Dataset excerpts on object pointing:
◆ ◆ ◆ ◆
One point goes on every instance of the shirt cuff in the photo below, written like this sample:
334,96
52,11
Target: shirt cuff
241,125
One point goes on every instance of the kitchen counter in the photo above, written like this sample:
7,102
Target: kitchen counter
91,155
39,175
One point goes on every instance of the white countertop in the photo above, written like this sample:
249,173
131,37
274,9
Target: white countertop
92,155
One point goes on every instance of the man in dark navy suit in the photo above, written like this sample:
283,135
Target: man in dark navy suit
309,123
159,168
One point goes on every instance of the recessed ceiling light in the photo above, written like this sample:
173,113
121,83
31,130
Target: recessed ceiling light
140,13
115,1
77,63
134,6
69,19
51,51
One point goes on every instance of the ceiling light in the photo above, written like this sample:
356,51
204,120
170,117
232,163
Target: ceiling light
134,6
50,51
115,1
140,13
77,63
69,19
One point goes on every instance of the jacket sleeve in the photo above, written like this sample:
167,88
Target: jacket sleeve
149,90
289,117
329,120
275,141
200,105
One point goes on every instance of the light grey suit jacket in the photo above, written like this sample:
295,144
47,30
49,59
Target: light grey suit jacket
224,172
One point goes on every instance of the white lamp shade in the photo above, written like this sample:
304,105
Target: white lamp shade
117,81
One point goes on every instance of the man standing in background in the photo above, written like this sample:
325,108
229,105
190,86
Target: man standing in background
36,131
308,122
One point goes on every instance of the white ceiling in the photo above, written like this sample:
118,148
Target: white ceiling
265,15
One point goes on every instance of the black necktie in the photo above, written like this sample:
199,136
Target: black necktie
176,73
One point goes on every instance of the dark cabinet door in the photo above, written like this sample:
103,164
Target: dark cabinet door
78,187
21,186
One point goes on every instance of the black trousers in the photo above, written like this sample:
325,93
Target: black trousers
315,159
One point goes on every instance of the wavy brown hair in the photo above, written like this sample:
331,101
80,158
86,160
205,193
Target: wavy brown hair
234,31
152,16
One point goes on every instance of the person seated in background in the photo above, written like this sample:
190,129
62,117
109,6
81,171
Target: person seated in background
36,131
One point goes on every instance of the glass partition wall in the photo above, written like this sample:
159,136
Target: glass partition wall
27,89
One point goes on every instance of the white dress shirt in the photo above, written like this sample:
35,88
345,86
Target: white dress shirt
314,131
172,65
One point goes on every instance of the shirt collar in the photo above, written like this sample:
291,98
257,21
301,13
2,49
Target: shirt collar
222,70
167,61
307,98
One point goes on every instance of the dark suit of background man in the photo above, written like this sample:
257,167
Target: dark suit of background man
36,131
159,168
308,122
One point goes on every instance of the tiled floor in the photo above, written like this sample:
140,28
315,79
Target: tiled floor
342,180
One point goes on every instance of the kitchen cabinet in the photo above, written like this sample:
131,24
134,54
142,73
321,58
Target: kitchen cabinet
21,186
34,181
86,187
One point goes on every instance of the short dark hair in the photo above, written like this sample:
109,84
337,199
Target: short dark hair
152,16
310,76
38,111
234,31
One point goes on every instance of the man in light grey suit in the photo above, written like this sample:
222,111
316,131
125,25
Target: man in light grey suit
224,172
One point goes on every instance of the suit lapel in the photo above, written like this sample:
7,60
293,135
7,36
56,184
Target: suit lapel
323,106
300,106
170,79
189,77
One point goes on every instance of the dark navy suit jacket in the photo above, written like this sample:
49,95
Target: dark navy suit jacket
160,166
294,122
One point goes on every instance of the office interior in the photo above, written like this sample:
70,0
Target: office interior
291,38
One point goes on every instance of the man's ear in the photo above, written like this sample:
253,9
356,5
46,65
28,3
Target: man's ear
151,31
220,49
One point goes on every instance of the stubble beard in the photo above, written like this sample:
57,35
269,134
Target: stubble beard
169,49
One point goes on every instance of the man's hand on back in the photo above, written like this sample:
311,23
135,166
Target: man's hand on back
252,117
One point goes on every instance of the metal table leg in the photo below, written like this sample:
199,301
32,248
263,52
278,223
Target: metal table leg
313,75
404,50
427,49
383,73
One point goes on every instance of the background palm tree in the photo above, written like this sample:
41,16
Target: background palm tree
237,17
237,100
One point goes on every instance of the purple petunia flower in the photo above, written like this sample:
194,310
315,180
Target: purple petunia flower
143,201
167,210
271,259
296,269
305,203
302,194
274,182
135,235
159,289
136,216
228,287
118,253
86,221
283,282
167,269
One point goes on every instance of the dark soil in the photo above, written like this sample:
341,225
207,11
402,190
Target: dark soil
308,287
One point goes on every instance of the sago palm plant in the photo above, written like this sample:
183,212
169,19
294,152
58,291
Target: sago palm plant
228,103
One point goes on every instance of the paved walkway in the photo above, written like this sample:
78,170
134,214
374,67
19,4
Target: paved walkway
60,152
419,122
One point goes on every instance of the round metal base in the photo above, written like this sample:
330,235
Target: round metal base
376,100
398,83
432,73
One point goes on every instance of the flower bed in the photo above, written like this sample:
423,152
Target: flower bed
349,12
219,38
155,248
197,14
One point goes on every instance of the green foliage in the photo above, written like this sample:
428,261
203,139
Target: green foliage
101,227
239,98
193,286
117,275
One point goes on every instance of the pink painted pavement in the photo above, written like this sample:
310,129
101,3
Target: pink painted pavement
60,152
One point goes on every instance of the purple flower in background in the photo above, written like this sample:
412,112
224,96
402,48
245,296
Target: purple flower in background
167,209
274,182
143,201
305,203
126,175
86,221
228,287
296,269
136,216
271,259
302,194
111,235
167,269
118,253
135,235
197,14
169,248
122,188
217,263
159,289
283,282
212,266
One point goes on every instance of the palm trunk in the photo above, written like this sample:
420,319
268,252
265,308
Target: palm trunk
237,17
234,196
◆ ◆ ◆ ◆
What the exercise asks: The records above must be output exactly, in full.

Answer to the task:
One point goes on every instance of the shirt cuff in the photo below, written like this sample:
334,96
52,11
Target: shirt cuff
241,125
One point goes on every instance of the kitchen counter in the photo above, written like this sample:
7,102
Target: kitchen counter
91,155
39,175
One point goes on every instance of the white countertop in the photo above, written like this sample:
249,173
131,37
274,9
Target: white countertop
92,155
One point goes on every instance of the man in dark navy suit in the photo above, written like this sample:
283,135
Target: man in dark navy suit
309,123
159,168
One point goes on every instance of the recessed ceiling light in the photo above, written like this sample:
173,113
121,83
31,130
Target: recessed ceiling light
140,13
115,1
77,63
134,6
69,19
51,51
One point goes on every instance of the ceiling light in the photo above, written like this sample:
356,51
204,120
170,117
232,163
Target: ceiling light
134,6
50,51
115,1
140,13
77,63
69,19
One point goes on every instance of the jacket sleeve in the photo above, written like this sample:
167,88
Target: jacket sleeve
149,90
289,117
329,120
275,141
200,105
One point goes on every instance of the light grey suit jacket in the photo above, written like this sample:
295,144
47,30
49,59
Target: light grey suit jacket
224,172
One point goes on every instance of the white lamp shade in the photo above, written like this sample:
304,105
Target: white lamp shade
117,81
One point goes on every instance of the man standing in background in the photo above, written like this sample:
325,108
229,105
190,86
Target: man standing in background
36,131
308,122
One point goes on every instance of the white ceiling in the photo above, written like this sample:
118,148
Target: white ceiling
265,15
One point goes on every instance of the black necktie in the photo above, written like this sample:
199,136
Target: black necktie
176,73
One point goes on every instance of the dark cabinet door in the photo above, written like this sample:
103,164
Target: dark cabinet door
78,187
21,186
One point goes on every instance of the black trousers in the photo above, written like this sample:
325,93
Target: black trousers
315,159
One point goes on every instance of the wavy brown hair in the photo above, written like this sample:
331,101
80,158
86,160
205,193
Target: wavy brown hair
234,31
152,16
One point goes on every instance of the person seated in background in the photo above, written like this sample:
190,129
62,117
109,6
81,171
Target: person seated in background
36,131
One point goes on every instance of the glass partition wall in the photo above, written like this sample:
159,136
Target: glass partition wall
27,89
One point goes on every instance of the white dress shirt in the photo above, written like this sample:
35,88
345,86
Target: white dress shirt
314,131
172,65
One point goes on every instance of the shirt collar in the photo above, written like this sample:
291,98
257,21
301,13
2,49
Target: shirt collar
222,70
167,61
307,98
One point goes on every instance of the dark suit of background man in the photo above, written like this sample:
257,167
Target: dark suit of background man
36,131
159,168
308,122
One point goes on every instance of the tiled floor in the photo above, written like this sample:
140,28
315,79
Target: tiled floor
342,180
One point goes on every instance of the kitchen cabinet in the photo above, written like this sample:
131,24
134,54
142,73
321,58
Target: kitchen cabinet
21,186
34,181
86,187
One point goes on every instance of the short dark hair in the photo above, written like this sample:
109,84
337,199
Target: short dark hair
152,16
310,76
38,111
234,31
One point goes on every instance of the man in light grey suit in the photo above, written like this sample:
222,111
316,131
125,25
Target: man in light grey suit
224,172
One point goes on every instance of the suit lapel in the photo above, written like this sample:
7,60
293,135
7,36
56,184
Target: suit lapel
323,106
300,106
170,79
189,77
One point goes on every instance of the dark navy suit jacket in the photo above, written like this sample:
49,95
Target: dark navy suit jacket
160,166
294,122
One point goes on every instance of the office interior in the photo above, written like this sample:
70,0
Target: office interior
291,38
One point goes on every instance of the man's ear in the photo above, written like this sample:
253,9
356,5
46,65
28,3
Target: man's ear
151,31
220,49
One point goes on every instance of the stubble beard in the photo above, written like this sample:
57,35
269,134
Target: stubble beard
169,49
One point goes on every instance of the man's hand on back in the photo above, written like this sample:
311,23
135,166
Target: man's hand on back
252,117
One point goes on every instance of the metal table leg in the photo below, written like this sample:
199,301
32,248
263,52
278,223
Target: metal table leg
313,75
404,50
427,49
383,73
One point goes on every instance of the background palm tree in the photo above, written like this sample:
41,16
Target: background palm tree
237,17
237,100
One point goes on every instance of the purple petunia flower in the photo above, written like this sample:
194,310
315,180
Target: purple petunia flower
143,201
167,210
271,259
296,269
305,203
302,194
274,182
135,235
159,289
136,216
228,287
118,253
86,221
283,282
167,269
One point goes on every instance of the dark soil in the photo above, written like this sample:
341,225
207,11
402,190
Target: dark soil
308,287
One point goes on every instance of the sago palm plant in the photo above, written like this sample:
183,212
169,19
294,152
58,291
Target: sago palm plant
228,103
One point goes on every instance of the paved walkway in the photo above, written like this sample:
78,170
134,214
374,67
19,4
Target: paved walkway
60,152
419,122
One point goes on every instance of the round metal base in the photo above, written like this sample:
330,235
Target: round metal base
376,100
398,83
432,73
One point goes on every instance of the flower bed in the photo above, written like this sample:
423,152
Target: flower bed
349,12
219,38
155,248
197,14
One point goes on every instance of the green foliage in the photo above, written like this sample:
428,261
203,139
Target: green foliage
101,227
239,98
193,286
117,275
One point goes on every instance of the pink painted pavement in the photo above, written like this sample:
310,129
101,3
Target: pink painted pavement
60,152
One point goes on every instance of the purple flower in background in the photo above, written like this sample:
412,112
224,96
402,48
245,296
Target: purple flower in background
167,209
274,182
143,201
305,203
126,175
86,221
228,287
296,269
136,216
271,259
302,194
111,235
167,269
118,253
135,235
197,14
169,248
122,188
217,263
159,289
283,282
212,266
One point goes on every instance of the palm trunk in the photo above, written like this sample:
420,319
268,252
265,308
Target: palm trunk
237,17
234,196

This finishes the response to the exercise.